• What to produce: Starting at the beginning of the records and ending at the line that contains "106], [775, 115]]]", write out every line again, requests included, and output only those lines. Scale each vertex coordinate in the answers by 1.85, rounding to whole numbers with halves rounded up.

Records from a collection
'''
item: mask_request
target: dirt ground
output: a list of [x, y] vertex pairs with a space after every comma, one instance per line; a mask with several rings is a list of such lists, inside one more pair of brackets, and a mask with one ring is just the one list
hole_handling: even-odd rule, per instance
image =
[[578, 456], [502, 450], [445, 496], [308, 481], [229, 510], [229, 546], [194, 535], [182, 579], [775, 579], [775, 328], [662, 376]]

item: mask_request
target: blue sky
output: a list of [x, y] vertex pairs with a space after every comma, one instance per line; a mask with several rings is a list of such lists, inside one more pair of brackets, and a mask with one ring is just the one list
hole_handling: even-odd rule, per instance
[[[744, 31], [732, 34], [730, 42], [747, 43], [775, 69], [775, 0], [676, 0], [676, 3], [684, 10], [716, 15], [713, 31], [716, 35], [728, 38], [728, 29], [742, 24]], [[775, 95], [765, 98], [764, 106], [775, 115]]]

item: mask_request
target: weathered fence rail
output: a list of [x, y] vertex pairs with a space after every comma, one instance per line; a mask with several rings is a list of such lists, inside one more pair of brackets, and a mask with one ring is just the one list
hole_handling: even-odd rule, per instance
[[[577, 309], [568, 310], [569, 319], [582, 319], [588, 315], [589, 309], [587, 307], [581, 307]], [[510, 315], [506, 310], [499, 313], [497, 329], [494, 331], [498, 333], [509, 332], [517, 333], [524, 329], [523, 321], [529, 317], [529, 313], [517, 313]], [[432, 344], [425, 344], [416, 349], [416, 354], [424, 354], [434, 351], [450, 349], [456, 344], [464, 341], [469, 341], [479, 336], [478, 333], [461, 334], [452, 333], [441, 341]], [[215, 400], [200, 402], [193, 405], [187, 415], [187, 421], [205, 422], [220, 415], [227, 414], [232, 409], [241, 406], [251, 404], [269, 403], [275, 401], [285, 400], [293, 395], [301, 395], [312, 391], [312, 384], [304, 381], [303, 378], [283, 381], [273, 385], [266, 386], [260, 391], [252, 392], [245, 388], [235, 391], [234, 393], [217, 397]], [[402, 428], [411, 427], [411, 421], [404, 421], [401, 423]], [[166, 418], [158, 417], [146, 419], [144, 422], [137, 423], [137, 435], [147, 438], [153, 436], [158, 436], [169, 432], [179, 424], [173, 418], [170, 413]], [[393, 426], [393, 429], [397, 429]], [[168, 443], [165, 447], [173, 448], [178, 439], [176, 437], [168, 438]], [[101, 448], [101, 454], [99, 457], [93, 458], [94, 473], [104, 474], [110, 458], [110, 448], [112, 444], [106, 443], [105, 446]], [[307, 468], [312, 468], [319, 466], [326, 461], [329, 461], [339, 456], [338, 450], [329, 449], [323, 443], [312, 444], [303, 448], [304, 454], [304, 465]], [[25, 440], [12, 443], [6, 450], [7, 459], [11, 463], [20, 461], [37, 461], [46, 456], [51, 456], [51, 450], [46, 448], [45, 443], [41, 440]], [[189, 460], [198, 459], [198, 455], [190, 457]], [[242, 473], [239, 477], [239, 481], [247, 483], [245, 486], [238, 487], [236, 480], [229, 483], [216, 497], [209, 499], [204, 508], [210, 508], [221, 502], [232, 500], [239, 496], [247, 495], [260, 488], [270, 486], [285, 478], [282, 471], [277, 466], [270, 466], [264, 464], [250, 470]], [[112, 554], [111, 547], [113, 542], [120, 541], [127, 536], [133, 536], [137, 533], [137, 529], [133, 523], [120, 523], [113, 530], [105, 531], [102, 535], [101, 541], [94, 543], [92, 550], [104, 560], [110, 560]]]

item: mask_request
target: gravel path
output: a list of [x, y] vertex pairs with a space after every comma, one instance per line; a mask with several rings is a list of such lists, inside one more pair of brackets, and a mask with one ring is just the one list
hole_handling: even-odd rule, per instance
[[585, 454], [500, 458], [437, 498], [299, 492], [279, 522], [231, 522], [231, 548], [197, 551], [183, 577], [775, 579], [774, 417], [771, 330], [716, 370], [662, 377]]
'''
• Solution below:
item: mask_request
target: dirt ground
output: a list of [x, y] vertex pairs with a space after every comma, one instance per line; a mask with several rings is a list of such lists, inside one more pair of brackets, and a mask with one ring is just the one list
hole_handling: even-odd rule, per instance
image =
[[1069, 844], [929, 833], [823, 918], [570, 890], [424, 944], [424, 1010], [359, 990], [337, 1071], [1434, 1071], [1434, 607], [1225, 696]]

item: mask_request
target: blue sky
output: a list of [x, y] vertex pairs with a space after every comma, one instance per line; a mask with several rings is a list of such lists, inside one more pair of brackets, and a mask with one ring is just the one list
hole_handling: even-odd rule, per instance
[[[1376, 57], [1354, 63], [1351, 78], [1382, 80], [1434, 128], [1434, 0], [1251, 0], [1251, 6], [1265, 19], [1325, 28], [1319, 57], [1325, 65], [1347, 70], [1347, 54], [1373, 44]], [[1434, 176], [1415, 181], [1413, 196], [1434, 213]]]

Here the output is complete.